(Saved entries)
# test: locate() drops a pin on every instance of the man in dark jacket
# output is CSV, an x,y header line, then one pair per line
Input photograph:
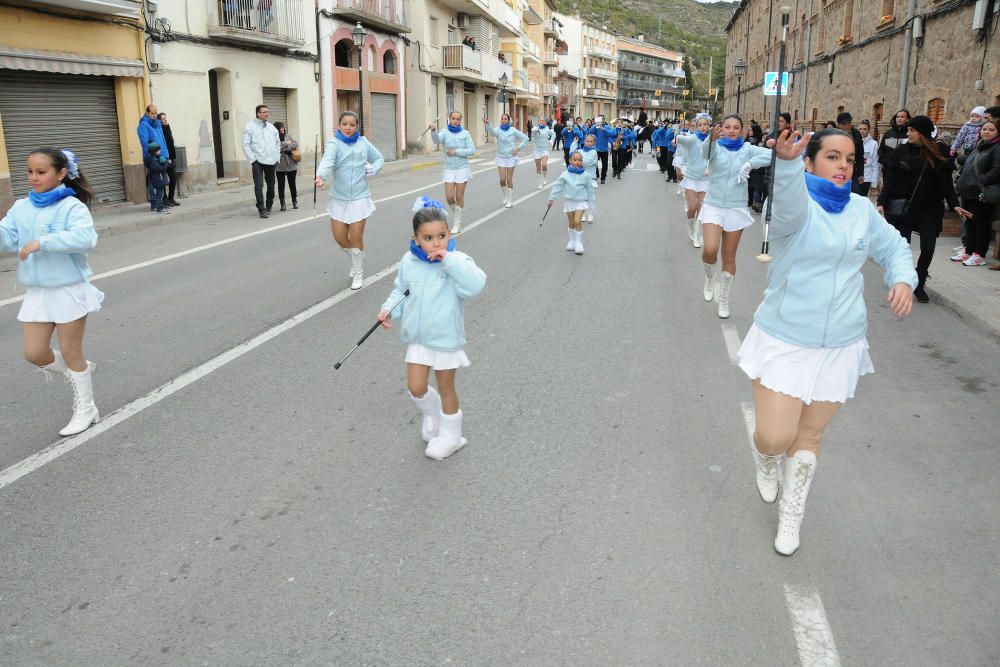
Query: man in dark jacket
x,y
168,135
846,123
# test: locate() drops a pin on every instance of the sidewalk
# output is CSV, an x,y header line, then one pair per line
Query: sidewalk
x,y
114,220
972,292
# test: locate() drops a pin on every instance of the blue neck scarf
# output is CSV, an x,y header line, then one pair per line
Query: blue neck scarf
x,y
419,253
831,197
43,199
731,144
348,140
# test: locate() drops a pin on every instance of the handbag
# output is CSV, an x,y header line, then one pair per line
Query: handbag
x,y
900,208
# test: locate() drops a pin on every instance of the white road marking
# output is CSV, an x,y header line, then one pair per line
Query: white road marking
--
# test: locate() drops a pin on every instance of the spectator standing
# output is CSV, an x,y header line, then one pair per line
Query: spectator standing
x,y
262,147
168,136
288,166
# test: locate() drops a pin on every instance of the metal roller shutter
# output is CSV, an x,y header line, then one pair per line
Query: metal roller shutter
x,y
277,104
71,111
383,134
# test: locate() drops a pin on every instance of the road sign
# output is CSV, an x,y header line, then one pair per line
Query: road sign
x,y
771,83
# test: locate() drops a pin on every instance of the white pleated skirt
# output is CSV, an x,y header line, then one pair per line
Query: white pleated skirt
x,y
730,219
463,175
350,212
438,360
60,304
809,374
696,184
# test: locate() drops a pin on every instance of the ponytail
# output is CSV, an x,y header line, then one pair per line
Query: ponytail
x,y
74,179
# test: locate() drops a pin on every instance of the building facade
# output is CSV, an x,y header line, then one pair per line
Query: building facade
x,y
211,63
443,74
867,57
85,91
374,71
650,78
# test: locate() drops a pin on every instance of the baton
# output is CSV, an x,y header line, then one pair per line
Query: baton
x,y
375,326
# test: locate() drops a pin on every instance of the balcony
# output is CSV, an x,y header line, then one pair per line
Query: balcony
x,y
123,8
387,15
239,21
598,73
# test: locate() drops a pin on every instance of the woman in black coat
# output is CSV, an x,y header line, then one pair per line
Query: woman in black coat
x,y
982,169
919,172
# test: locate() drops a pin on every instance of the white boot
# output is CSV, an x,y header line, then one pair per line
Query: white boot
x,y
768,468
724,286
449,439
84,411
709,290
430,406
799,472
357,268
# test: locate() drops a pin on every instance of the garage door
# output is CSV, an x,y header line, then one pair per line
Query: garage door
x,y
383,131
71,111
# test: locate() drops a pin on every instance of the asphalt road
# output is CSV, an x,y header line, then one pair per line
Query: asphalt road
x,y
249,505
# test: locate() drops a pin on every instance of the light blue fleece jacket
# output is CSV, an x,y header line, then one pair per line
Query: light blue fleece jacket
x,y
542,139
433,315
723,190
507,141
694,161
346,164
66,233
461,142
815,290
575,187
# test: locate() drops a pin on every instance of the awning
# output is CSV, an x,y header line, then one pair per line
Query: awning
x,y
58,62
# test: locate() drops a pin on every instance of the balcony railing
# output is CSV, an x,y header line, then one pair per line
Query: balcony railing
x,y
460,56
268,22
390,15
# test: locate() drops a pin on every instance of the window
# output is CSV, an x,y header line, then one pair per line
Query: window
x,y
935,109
* * *
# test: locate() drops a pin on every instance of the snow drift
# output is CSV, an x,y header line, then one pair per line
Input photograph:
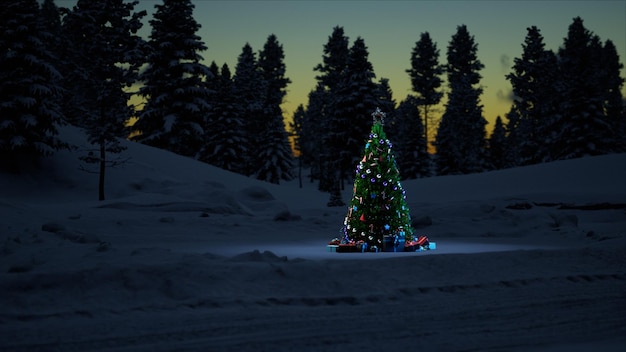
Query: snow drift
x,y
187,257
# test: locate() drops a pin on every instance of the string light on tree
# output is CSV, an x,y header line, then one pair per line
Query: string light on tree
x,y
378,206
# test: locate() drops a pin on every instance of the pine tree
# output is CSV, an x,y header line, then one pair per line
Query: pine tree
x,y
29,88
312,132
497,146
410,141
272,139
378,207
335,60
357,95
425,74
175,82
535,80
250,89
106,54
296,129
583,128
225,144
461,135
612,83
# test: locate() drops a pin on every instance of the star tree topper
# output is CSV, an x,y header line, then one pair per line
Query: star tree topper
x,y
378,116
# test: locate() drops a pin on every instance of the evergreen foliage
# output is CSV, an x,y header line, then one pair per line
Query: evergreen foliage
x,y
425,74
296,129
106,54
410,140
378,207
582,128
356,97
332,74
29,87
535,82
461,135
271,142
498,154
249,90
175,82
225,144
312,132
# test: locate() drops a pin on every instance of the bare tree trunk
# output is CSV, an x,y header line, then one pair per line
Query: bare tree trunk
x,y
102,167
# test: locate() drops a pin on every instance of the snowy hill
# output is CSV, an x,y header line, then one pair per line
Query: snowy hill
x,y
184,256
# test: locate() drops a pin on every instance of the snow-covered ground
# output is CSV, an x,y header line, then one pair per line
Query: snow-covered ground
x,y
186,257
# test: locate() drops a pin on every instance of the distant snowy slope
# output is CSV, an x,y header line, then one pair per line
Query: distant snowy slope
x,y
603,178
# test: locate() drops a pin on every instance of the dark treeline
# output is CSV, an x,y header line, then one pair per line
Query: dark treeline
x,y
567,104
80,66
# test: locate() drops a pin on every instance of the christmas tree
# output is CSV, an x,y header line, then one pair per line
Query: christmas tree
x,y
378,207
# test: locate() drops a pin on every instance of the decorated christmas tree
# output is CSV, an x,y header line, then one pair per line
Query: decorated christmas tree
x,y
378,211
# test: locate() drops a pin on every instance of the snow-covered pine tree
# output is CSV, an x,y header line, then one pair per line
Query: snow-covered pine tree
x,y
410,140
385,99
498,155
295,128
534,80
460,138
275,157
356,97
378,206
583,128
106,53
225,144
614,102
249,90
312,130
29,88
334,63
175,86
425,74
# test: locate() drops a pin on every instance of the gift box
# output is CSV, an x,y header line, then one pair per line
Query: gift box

Task requirements: Please extract each line of the records above that contains the word "black". Count a line only when the letter case matches.

Task result:
# test: locate() drops a pin on every instance of the woman in black coat
Query: woman in black coat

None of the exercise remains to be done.